[Start of Attachment]

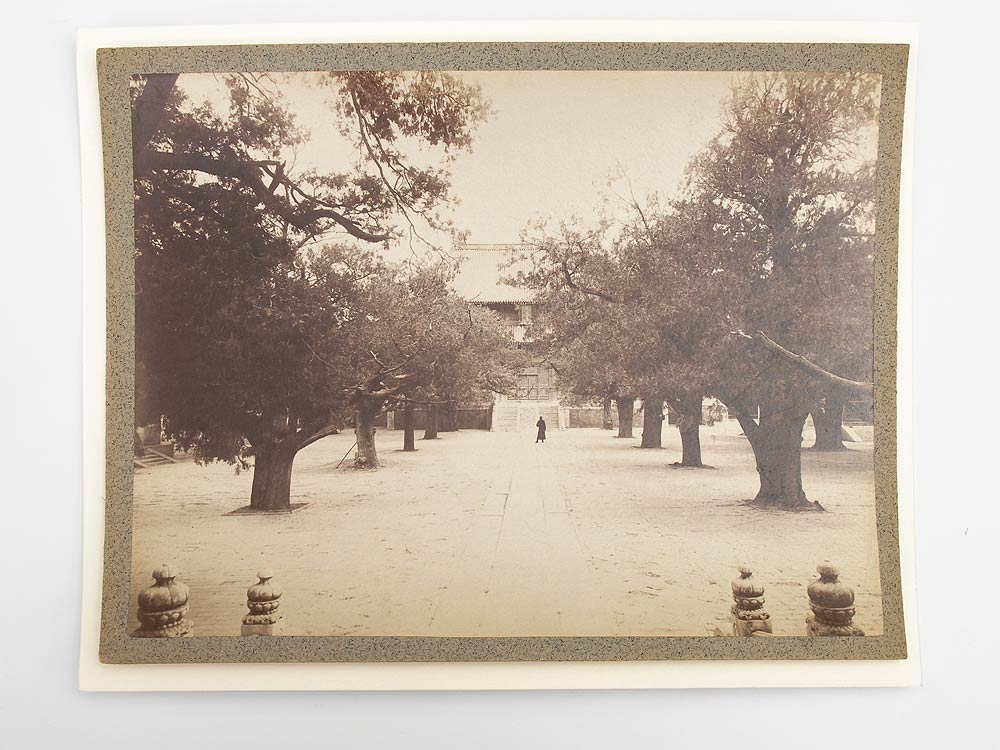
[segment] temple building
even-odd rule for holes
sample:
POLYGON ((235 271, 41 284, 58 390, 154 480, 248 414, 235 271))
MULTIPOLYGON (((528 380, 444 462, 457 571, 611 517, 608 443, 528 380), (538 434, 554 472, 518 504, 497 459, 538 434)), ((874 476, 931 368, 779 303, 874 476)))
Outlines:
MULTIPOLYGON (((514 341, 526 342, 531 322, 531 291, 514 283, 519 272, 531 270, 527 257, 530 246, 456 245, 453 255, 458 271, 453 282, 464 299, 497 313, 510 327, 514 341)), ((560 409, 556 374, 547 362, 538 362, 518 374, 511 394, 497 395, 493 404, 491 429, 513 431, 533 428, 545 417, 550 429, 565 429, 566 415, 560 409)))

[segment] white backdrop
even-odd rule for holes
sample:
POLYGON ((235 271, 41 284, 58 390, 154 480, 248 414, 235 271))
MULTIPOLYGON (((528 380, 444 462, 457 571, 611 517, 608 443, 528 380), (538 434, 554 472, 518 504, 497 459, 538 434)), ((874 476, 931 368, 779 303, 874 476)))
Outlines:
POLYGON ((7 5, 0 456, 0 737, 13 747, 984 746, 998 596, 990 438, 998 159, 997 13, 972 3, 320 3, 7 5), (765 6, 766 7, 761 7, 765 6), (748 17, 915 20, 914 386, 922 688, 423 694, 87 694, 76 689, 81 564, 82 26, 312 20, 748 17), (992 334, 992 335, 991 335, 992 334), (992 367, 991 367, 992 366, 992 367))

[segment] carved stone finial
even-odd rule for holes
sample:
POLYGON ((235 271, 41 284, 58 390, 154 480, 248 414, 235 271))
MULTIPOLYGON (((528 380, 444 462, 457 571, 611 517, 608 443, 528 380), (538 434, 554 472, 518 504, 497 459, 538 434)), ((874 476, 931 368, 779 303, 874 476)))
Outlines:
POLYGON ((771 616, 764 611, 764 587, 753 579, 753 571, 740 566, 740 577, 733 581, 733 601, 730 609, 733 635, 748 636, 771 632, 771 616))
POLYGON ((854 625, 854 591, 840 580, 840 570, 829 562, 816 566, 819 580, 809 584, 809 608, 806 632, 814 636, 861 636, 854 625))
POLYGON ((257 583, 247 589, 247 609, 243 617, 241 635, 283 635, 285 618, 278 613, 281 606, 281 589, 271 580, 274 575, 267 568, 257 573, 257 583))
POLYGON ((139 594, 139 638, 176 638, 194 635, 194 623, 187 619, 188 587, 176 580, 178 570, 164 563, 153 571, 152 586, 139 594))

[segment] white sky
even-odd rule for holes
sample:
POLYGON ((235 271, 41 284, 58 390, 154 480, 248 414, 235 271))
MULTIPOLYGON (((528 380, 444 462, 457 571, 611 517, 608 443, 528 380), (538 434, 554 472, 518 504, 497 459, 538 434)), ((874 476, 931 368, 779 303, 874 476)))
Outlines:
POLYGON ((619 167, 636 196, 673 192, 719 129, 729 73, 489 72, 496 114, 455 164, 472 242, 516 241, 538 215, 586 216, 619 167))
MULTIPOLYGON (((624 171, 640 200, 676 193, 690 159, 719 131, 735 73, 490 71, 460 73, 479 83, 495 114, 479 129, 472 153, 453 164, 452 216, 474 243, 516 242, 539 216, 586 218, 609 176, 624 171)), ((337 132, 319 74, 290 75, 282 91, 311 133, 297 169, 348 171, 354 154, 337 132)), ((213 74, 185 74, 194 103, 223 107, 213 74)), ((417 157, 420 158, 419 156, 417 157)), ((418 162, 419 163, 419 162, 418 162)), ((627 191, 619 181, 616 189, 627 191)), ((435 241, 445 238, 430 237, 435 241)))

[End of Attachment]

• DIRECTIONS
From the first line to the last, copy the records above exactly and leave out the pictures.

• REPLY TO THE TASK
[segment] temple building
even-odd rule for holes
sample:
POLYGON ((235 271, 41 284, 58 390, 154 480, 248 414, 235 271))
MULTIPOLYGON (((528 380, 444 462, 457 571, 611 517, 608 443, 528 380), (538 434, 554 472, 518 504, 497 459, 538 434)), ((874 476, 931 368, 779 303, 874 476)))
Outlines:
MULTIPOLYGON (((514 341, 526 342, 531 322, 531 291, 514 283, 519 272, 531 270, 527 257, 530 246, 456 245, 453 255, 458 271, 453 282, 464 299, 497 313, 510 327, 514 341)), ((560 409, 556 374, 547 362, 538 362, 518 374, 511 394, 497 395, 493 404, 491 429, 513 431, 533 428, 545 417, 550 429, 565 429, 566 415, 560 409)))

[segment] white backdrop
even-odd rule for holes
sample:
POLYGON ((235 271, 41 284, 58 390, 154 480, 248 414, 235 271))
MULTIPOLYGON (((528 380, 444 462, 457 571, 611 517, 608 443, 528 380), (538 434, 554 472, 518 504, 497 459, 538 434)), ((874 476, 931 368, 779 303, 874 476)))
Outlines:
POLYGON ((7 5, 0 456, 0 737, 13 747, 984 746, 998 596, 990 438, 998 159, 997 13, 972 3, 320 3, 7 5), (765 6, 766 7, 761 7, 765 6), (748 17, 915 20, 914 386, 922 688, 423 694, 87 694, 76 689, 81 564, 82 26, 312 20, 748 17), (992 334, 992 335, 991 335, 992 334), (992 367, 991 367, 992 366, 992 367))

[segment] carved stone finial
even-odd rule for holes
sample:
POLYGON ((235 271, 41 284, 58 390, 154 480, 248 414, 235 271))
MULTIPOLYGON (((528 380, 444 462, 457 571, 611 517, 608 443, 528 380), (538 434, 554 472, 518 504, 497 459, 538 434)), ((874 476, 931 368, 779 303, 874 476)))
Outlines:
POLYGON ((771 616, 764 611, 764 587, 753 579, 753 571, 740 566, 740 577, 733 581, 733 601, 730 609, 733 635, 748 636, 771 632, 771 616))
POLYGON ((854 625, 854 591, 840 580, 840 570, 829 562, 816 566, 819 580, 809 584, 809 608, 806 632, 814 636, 861 636, 854 625))
POLYGON ((257 583, 247 589, 247 609, 243 617, 241 635, 283 635, 285 618, 278 613, 281 606, 281 589, 271 580, 274 575, 267 568, 257 573, 257 583))
POLYGON ((139 594, 139 638, 176 638, 194 635, 194 623, 187 619, 188 587, 176 580, 178 570, 164 563, 153 571, 152 586, 139 594))

[segment] white sky
even-odd rule for holes
sample:
POLYGON ((235 271, 41 284, 58 390, 154 480, 248 414, 235 271))
MULTIPOLYGON (((528 380, 444 462, 457 571, 611 517, 608 443, 528 380), (538 434, 554 472, 518 504, 497 459, 538 434)), ((874 476, 931 368, 779 303, 874 476)))
Outlines:
POLYGON ((619 167, 636 196, 673 192, 719 129, 729 73, 489 72, 496 114, 455 164, 472 242, 516 241, 538 215, 586 216, 619 167))
MULTIPOLYGON (((624 171, 640 200, 676 193, 690 159, 719 131, 735 73, 490 71, 460 73, 479 83, 495 114, 479 129, 472 153, 453 164, 452 216, 474 243, 516 242, 539 216, 586 218, 609 176, 624 171)), ((337 132, 319 74, 290 75, 282 91, 311 133, 297 169, 348 171, 354 154, 337 132)), ((213 74, 185 74, 194 103, 223 107, 213 74)), ((417 157, 420 158, 419 156, 417 157)), ((418 162, 419 163, 419 162, 418 162)), ((627 191, 619 181, 616 189, 627 191)), ((435 241, 445 238, 430 237, 435 241)))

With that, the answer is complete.